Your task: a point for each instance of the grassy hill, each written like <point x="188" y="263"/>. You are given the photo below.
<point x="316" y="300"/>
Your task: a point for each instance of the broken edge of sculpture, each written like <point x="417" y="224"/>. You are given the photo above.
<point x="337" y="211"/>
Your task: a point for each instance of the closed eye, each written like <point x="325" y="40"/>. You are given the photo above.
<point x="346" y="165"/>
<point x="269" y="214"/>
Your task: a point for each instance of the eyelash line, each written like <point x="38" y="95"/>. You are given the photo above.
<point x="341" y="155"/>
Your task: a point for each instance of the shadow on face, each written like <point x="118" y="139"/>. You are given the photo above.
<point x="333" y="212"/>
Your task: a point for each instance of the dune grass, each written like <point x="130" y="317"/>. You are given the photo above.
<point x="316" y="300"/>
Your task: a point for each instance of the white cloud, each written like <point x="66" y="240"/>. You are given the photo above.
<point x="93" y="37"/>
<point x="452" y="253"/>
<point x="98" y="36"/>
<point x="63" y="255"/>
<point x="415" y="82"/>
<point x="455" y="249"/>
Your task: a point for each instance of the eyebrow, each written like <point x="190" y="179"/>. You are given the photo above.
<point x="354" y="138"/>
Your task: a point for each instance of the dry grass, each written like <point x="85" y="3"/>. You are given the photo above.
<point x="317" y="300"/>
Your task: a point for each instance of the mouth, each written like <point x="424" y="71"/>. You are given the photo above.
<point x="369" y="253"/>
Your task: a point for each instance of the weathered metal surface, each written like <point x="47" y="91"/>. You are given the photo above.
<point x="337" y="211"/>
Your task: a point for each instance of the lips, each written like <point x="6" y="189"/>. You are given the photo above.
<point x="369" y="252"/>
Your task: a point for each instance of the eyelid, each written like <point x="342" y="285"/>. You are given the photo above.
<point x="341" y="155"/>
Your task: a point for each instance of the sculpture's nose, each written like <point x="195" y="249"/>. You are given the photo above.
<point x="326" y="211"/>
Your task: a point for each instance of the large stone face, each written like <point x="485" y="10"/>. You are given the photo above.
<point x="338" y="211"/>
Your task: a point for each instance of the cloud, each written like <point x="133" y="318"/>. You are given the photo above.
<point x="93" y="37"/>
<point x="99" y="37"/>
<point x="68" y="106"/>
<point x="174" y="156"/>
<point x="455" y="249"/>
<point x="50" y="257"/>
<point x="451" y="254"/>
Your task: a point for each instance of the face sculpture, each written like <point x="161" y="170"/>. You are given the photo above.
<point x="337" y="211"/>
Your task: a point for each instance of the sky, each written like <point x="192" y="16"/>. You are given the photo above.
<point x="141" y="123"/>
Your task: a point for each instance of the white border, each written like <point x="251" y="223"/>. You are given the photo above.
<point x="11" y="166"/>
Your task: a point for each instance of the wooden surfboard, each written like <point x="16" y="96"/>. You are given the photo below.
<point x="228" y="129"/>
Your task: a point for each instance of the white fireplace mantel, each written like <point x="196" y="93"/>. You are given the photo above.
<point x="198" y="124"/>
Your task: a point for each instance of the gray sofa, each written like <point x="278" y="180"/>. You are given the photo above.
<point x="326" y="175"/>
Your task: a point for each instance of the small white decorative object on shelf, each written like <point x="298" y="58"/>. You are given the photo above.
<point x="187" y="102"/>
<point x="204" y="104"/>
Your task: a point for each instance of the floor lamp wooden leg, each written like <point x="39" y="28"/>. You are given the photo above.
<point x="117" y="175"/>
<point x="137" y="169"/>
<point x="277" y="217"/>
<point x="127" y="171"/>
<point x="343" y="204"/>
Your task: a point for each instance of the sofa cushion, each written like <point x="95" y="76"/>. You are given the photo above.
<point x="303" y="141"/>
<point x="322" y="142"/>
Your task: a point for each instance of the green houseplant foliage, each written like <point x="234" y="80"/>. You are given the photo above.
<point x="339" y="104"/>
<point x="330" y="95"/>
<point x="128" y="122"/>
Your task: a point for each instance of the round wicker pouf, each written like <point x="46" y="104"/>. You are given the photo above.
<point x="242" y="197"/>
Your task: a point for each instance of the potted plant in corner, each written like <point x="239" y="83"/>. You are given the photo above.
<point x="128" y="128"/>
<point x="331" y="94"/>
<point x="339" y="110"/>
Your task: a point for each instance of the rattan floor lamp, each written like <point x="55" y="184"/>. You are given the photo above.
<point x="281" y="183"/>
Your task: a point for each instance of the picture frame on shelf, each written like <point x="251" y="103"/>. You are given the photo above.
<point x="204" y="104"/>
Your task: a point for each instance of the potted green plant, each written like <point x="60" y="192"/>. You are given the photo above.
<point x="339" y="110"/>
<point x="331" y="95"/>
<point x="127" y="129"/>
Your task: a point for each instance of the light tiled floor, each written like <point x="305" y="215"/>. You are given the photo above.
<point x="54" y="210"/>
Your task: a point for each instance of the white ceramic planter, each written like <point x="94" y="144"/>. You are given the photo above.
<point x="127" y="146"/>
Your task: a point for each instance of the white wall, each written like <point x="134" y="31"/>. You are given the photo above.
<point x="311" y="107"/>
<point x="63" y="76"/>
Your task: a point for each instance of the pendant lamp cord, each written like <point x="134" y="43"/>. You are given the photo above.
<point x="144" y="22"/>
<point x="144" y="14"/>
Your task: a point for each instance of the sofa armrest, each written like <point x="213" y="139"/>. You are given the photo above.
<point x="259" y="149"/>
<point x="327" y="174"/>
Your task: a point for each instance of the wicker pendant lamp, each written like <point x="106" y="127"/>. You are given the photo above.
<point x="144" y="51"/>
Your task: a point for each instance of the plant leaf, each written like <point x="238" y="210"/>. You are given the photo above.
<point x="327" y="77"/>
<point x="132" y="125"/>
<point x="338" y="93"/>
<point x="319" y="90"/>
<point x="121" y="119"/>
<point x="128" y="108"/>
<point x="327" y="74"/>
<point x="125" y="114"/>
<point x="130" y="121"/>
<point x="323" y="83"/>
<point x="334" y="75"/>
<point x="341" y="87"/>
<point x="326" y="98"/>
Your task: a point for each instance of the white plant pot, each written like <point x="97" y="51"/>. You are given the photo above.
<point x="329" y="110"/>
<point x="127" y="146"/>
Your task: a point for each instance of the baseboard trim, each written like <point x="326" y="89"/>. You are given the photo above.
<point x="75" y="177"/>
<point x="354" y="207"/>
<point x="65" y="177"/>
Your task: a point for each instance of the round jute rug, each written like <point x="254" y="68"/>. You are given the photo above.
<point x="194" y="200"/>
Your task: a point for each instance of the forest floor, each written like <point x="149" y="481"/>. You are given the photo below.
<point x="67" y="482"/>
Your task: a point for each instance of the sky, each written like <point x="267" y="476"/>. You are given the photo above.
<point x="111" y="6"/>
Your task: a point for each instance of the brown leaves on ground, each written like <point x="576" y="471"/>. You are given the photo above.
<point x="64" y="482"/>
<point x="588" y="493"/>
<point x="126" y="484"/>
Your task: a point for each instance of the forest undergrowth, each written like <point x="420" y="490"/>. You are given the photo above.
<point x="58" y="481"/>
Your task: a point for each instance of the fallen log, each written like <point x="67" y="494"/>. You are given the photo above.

What needs to be done ▸
An exact, complete copy of the records is the expected answer.

Output below ▸
Your task: a point for each instance of the grassy hill, each written like <point x="188" y="263"/>. You are given the photo below.
<point x="316" y="300"/>
Your task: a point for each instance of the broken edge of sculpture, each written like <point x="417" y="224"/>. You are given the photo above.
<point x="337" y="211"/>
Your task: a point for each instance of the closed eye, each written like <point x="325" y="40"/>. You are given the photo above.
<point x="346" y="165"/>
<point x="269" y="214"/>
Your task: a point for each instance of the eyelash line, each written like <point x="38" y="95"/>. You are given the photo above.
<point x="341" y="155"/>
Your task: a point for each instance of the shadow on face, each written like <point x="118" y="139"/>. You are given the photo above.
<point x="333" y="212"/>
Your task: a point for each instance of the dune grass, each written like <point x="130" y="317"/>. You are given the photo above.
<point x="316" y="300"/>
Your task: a point for each instance of the white cloud, each written like <point x="66" y="240"/>. You are given the photo above.
<point x="93" y="37"/>
<point x="452" y="253"/>
<point x="98" y="36"/>
<point x="63" y="255"/>
<point x="415" y="82"/>
<point x="455" y="249"/>
Your task: a point for each instance of the eyebrow, each written like <point x="190" y="179"/>. You are given the photo above.
<point x="354" y="138"/>
Your task: a point for each instance of the dry grass, each written like <point x="85" y="3"/>. You are given the photo above.
<point x="317" y="300"/>
Your task: a point for each instance of the mouth, each written like <point x="424" y="71"/>. You are given the photo above.
<point x="369" y="253"/>
Your task: a point for each instance of the weathered metal surface, each written like <point x="47" y="91"/>. You are given the photo above.
<point x="337" y="211"/>
Your task: a point for each instance of the lips, each written like <point x="6" y="189"/>. You are given the photo above.
<point x="369" y="252"/>
Your task: a point for each instance of the eyelid, each written like <point x="342" y="285"/>. You are given the photo above.
<point x="341" y="155"/>
Your task: a point for each instance of the sculpture's nose, each written like <point x="195" y="249"/>. You are given the photo above.
<point x="326" y="211"/>
Your task: a point for each instance of the large stone face, each written like <point x="485" y="10"/>. You are given the photo above.
<point x="338" y="211"/>
Your task: a point for each instance of the cloud, each written like <point x="133" y="318"/>. You are given the photo above.
<point x="93" y="37"/>
<point x="99" y="37"/>
<point x="68" y="106"/>
<point x="174" y="156"/>
<point x="455" y="249"/>
<point x="50" y="257"/>
<point x="451" y="254"/>
Your task: a point for each instance of the face sculpture, each written like <point x="161" y="170"/>. You are given the photo above.
<point x="337" y="211"/>
Your task: a point for each instance of the sky, each written like <point x="192" y="16"/>. You are given the photo above.
<point x="141" y="123"/>
Your task: a point for each instance of the white border, each written like <point x="251" y="223"/>. You are given the photo above.
<point x="11" y="166"/>
Your task: a point for each instance of the wooden surfboard, each written like <point x="16" y="96"/>. You are given the photo below.
<point x="228" y="129"/>
Your task: a point for each instance of the white fireplace mantel, each written like <point x="196" y="93"/>. You are given the photo above.
<point x="198" y="124"/>
Your task: a point for each instance of the gray sofa, each written like <point x="278" y="180"/>. You are given the photo above.
<point x="326" y="175"/>
Your task: a point for each instance of the small white decorative object on shelf, each written like <point x="298" y="58"/>. You are given the photo above.
<point x="187" y="102"/>
<point x="204" y="104"/>
Your task: a point for each instance of the floor lamp wooden leg, each written like <point x="39" y="28"/>. You are given the photo above.
<point x="117" y="175"/>
<point x="137" y="169"/>
<point x="277" y="217"/>
<point x="127" y="171"/>
<point x="343" y="204"/>
Your task: a point for each instance of the sofa cushion, each written like <point x="95" y="76"/>. You are given the photo above.
<point x="303" y="141"/>
<point x="322" y="142"/>
Your task: a point for each instance of the green houseplant foliage, each written like <point x="234" y="80"/>. You are given the photo above.
<point x="339" y="104"/>
<point x="330" y="95"/>
<point x="128" y="122"/>
Your task: a point for each instance of the round wicker pouf, each written like <point x="46" y="104"/>. You are given the photo above.
<point x="242" y="197"/>
Your task: a point for each instance of the potted plant in corner, each written like <point x="239" y="83"/>. You are given the photo above.
<point x="128" y="128"/>
<point x="331" y="94"/>
<point x="339" y="110"/>
Your task: a point for each instance of the rattan floor lamp, each written like <point x="55" y="184"/>. You are given the photo above.
<point x="281" y="183"/>
Your task: a point for each instance of the picture frame on shelf, each written like <point x="251" y="103"/>. You are given the photo above.
<point x="204" y="104"/>
Your task: a point for each instance of the potted green plant, each written like <point x="60" y="192"/>. You are given the photo above.
<point x="339" y="110"/>
<point x="331" y="95"/>
<point x="127" y="129"/>
Your task: a point for each instance of the light tiled floor, each written like <point x="305" y="215"/>. You are given the photo above.
<point x="54" y="210"/>
Your task: a point for each instance of the white ceramic planter, each written like <point x="94" y="144"/>. You are given the photo above.
<point x="127" y="146"/>
Your task: a point for each instance of the white wall, each written like <point x="134" y="31"/>. You are given the photo above.
<point x="311" y="107"/>
<point x="63" y="76"/>
Your task: a point for each instance of the pendant lamp cord, each written like <point x="134" y="43"/>. You are given the photo above.
<point x="144" y="22"/>
<point x="144" y="14"/>
Your task: a point for each instance of the sofa armrest, each written like <point x="213" y="139"/>. You are given the photo above.
<point x="259" y="149"/>
<point x="327" y="174"/>
Your task: a point for each instance of the wicker pendant lamp, each written like <point x="106" y="127"/>. You are given the photo above.
<point x="144" y="51"/>
Your task: a point for each instance of the plant leaf, each written like <point x="238" y="210"/>. You are given the photo above.
<point x="327" y="77"/>
<point x="132" y="125"/>
<point x="338" y="93"/>
<point x="319" y="90"/>
<point x="121" y="119"/>
<point x="128" y="108"/>
<point x="327" y="74"/>
<point x="125" y="114"/>
<point x="130" y="121"/>
<point x="323" y="83"/>
<point x="334" y="75"/>
<point x="341" y="87"/>
<point x="326" y="98"/>
Your task: a point for each instance of the white plant pot, each written like <point x="97" y="51"/>. You are given the photo above.
<point x="329" y="110"/>
<point x="127" y="146"/>
Your task: a point for each instance of the baseboard trim, each written like <point x="326" y="89"/>. You are given the photo above.
<point x="75" y="177"/>
<point x="354" y="207"/>
<point x="65" y="177"/>
Your task: a point for each instance of the round jute rug, each written like <point x="254" y="68"/>. You are given the photo above.
<point x="194" y="200"/>
Your task: a point for each instance of the forest floor, each written like <point x="149" y="481"/>. You are given the photo below.
<point x="67" y="482"/>
Your task: a point for each instance of the sky, each written like <point x="267" y="476"/>. You are given the photo above.
<point x="111" y="6"/>
Your task: a point for each instance of the brown leaves on ground, each written like <point x="576" y="471"/>. You are given the photo above.
<point x="64" y="482"/>
<point x="588" y="493"/>
<point x="126" y="484"/>
Your task: a point for each instance of the forest undergrowth, each written like <point x="420" y="490"/>. You are given the photo above.
<point x="58" y="481"/>
Your task: a point for each instance of the fallen log, each written like <point x="67" y="494"/>. You are given the photo above.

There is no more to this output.